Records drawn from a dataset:
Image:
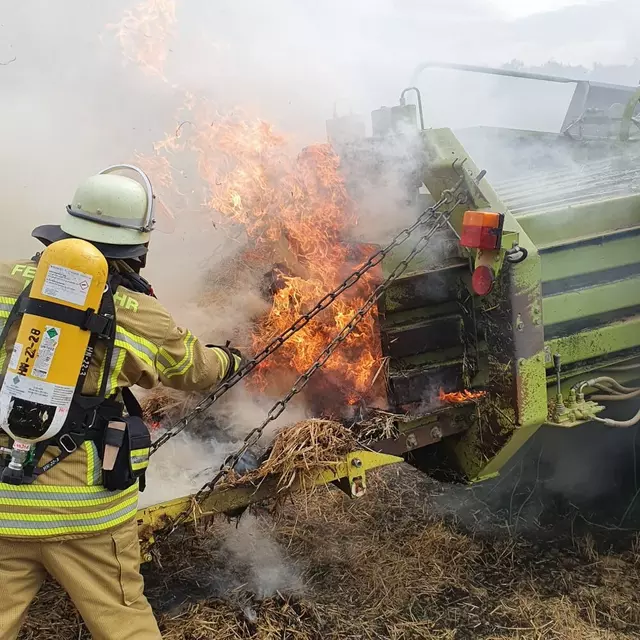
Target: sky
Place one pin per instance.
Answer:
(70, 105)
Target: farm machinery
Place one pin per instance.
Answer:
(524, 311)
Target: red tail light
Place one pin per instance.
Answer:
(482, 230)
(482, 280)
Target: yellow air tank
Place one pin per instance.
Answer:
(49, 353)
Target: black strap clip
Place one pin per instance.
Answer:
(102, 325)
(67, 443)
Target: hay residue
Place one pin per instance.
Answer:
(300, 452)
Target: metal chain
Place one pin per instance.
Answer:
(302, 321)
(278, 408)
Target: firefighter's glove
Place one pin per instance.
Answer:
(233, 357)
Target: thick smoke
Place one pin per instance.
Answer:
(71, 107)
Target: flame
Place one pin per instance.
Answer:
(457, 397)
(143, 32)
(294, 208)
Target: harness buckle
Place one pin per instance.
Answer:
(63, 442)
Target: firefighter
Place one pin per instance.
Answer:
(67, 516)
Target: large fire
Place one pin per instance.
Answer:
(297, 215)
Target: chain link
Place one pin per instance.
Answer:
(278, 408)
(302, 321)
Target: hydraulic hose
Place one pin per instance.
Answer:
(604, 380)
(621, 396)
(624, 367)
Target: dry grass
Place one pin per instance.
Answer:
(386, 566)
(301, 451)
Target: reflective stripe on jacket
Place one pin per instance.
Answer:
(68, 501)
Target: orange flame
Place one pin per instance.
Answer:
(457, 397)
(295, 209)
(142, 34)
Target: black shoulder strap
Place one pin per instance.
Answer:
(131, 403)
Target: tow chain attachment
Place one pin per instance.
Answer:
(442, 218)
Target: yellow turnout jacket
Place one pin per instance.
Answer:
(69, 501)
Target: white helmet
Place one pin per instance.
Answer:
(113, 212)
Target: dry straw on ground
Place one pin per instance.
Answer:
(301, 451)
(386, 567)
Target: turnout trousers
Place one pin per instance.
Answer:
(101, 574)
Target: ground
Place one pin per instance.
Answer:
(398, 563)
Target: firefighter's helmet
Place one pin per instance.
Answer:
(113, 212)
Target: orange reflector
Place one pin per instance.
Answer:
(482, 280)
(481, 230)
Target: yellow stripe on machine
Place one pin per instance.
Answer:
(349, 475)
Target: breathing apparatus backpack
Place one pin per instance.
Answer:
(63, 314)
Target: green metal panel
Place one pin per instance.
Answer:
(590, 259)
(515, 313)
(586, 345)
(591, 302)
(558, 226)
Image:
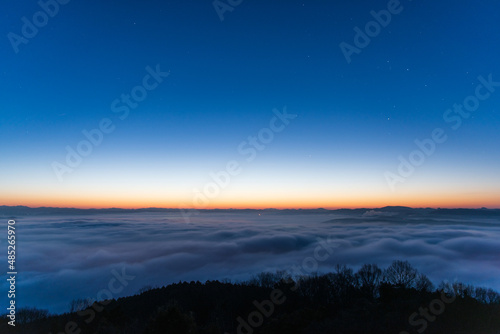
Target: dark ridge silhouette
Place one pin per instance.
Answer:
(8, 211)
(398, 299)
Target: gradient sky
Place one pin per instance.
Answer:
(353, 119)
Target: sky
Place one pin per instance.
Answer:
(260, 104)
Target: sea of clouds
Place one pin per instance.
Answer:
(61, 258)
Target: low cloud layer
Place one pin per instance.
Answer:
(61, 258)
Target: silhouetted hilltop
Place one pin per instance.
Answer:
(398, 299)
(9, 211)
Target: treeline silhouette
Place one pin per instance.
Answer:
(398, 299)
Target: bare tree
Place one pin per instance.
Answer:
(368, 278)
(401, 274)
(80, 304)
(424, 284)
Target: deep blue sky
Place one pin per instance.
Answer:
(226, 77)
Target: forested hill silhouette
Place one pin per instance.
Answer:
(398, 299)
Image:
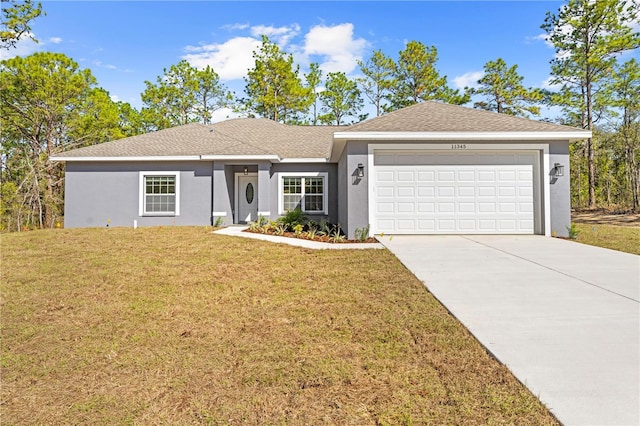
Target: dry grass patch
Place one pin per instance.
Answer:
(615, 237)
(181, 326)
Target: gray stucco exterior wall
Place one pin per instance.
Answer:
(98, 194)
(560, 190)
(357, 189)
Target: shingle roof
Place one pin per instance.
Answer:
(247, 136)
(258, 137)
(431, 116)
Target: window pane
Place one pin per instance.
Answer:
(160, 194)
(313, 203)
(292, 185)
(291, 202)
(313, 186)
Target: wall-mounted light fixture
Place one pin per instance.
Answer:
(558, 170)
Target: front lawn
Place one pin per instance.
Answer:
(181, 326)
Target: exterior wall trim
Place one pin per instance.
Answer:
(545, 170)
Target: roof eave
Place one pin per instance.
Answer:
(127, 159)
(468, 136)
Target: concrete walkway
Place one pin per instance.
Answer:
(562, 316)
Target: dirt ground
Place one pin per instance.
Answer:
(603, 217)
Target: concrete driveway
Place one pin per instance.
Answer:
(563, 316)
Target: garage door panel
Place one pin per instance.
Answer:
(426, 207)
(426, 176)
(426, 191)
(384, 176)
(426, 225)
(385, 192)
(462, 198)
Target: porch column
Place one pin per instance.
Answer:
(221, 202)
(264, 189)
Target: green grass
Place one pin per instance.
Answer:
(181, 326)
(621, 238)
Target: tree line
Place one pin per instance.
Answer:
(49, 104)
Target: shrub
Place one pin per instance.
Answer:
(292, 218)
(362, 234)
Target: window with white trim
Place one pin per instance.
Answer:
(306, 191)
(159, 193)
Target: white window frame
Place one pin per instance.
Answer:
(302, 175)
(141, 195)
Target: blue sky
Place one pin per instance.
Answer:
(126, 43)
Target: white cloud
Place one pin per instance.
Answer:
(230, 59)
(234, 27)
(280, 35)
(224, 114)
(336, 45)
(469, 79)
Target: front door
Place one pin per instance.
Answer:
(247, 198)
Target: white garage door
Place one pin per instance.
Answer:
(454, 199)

---

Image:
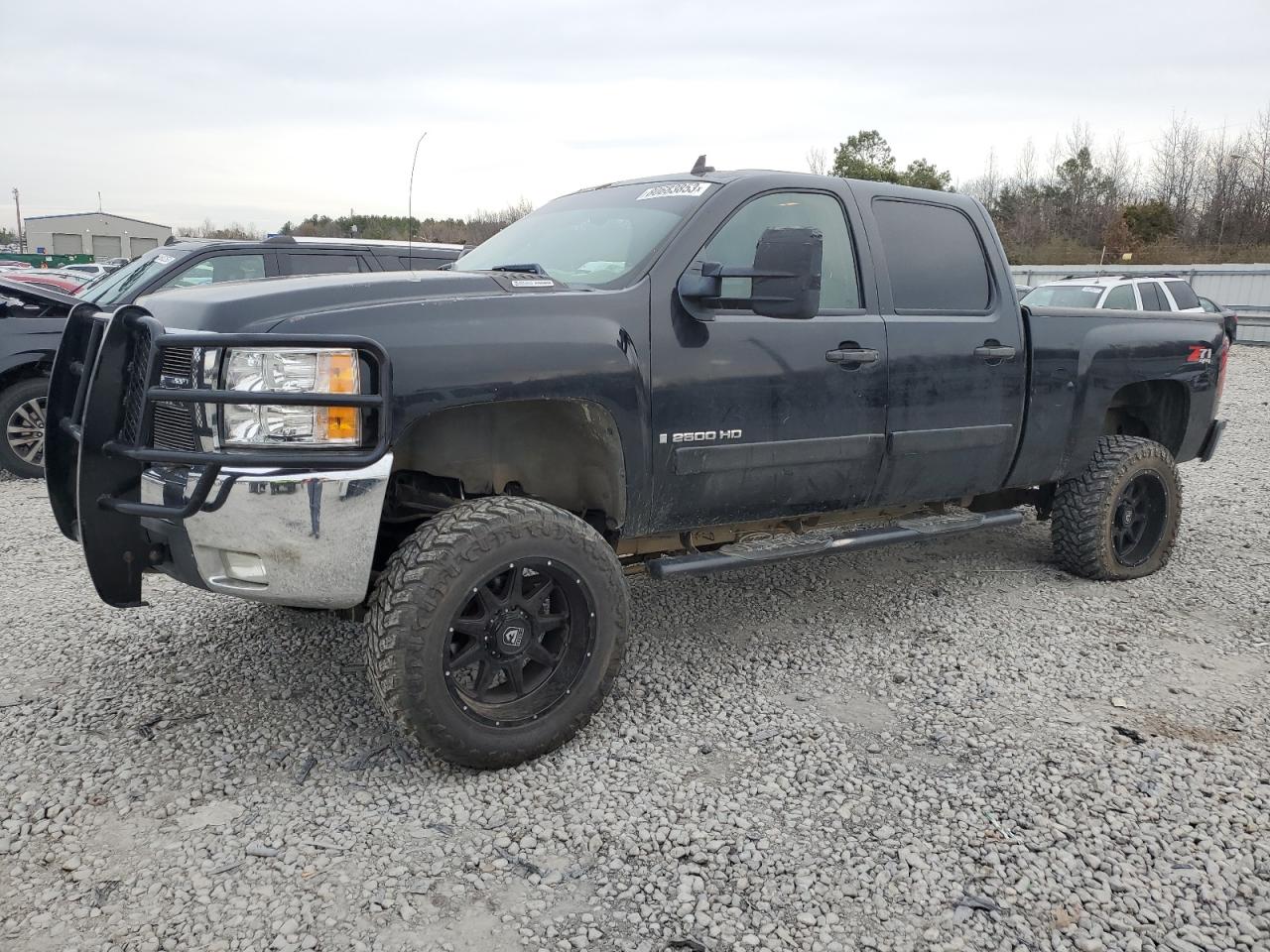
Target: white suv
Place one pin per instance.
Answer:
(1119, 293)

--

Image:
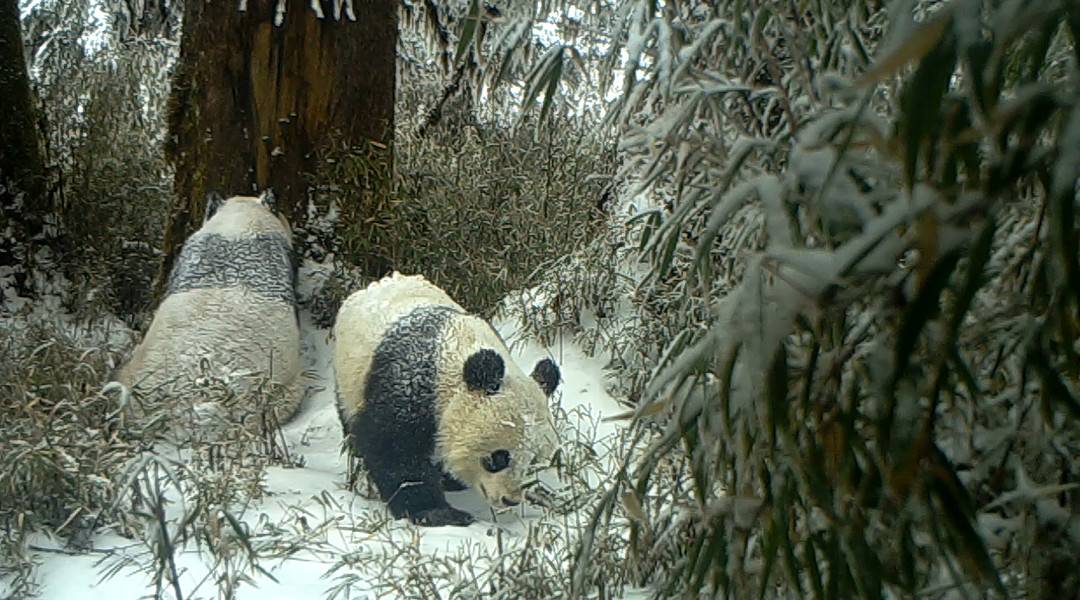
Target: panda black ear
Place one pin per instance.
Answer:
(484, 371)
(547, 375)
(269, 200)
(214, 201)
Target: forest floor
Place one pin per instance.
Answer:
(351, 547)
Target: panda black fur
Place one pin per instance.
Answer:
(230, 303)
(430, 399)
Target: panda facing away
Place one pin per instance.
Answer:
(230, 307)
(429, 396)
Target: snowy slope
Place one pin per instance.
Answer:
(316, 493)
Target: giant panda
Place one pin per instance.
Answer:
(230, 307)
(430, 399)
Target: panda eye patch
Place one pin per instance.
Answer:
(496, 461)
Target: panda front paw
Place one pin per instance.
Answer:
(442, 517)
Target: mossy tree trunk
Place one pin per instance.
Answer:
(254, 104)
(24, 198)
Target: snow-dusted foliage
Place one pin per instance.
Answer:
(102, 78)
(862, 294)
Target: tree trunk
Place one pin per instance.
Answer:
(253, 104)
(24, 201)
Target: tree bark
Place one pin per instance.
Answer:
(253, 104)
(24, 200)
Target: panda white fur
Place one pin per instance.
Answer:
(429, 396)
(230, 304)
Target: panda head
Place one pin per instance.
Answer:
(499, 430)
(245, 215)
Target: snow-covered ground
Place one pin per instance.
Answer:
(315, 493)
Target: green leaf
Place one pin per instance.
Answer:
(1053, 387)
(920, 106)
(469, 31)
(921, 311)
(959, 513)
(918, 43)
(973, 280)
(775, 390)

Instructions to follow:
Every line above that includes the string "ground" needs to be copied.

Solution to the problem:
Target: dry straw on ground
Target: ground
Target: dirt ground
Target: snow-covered ground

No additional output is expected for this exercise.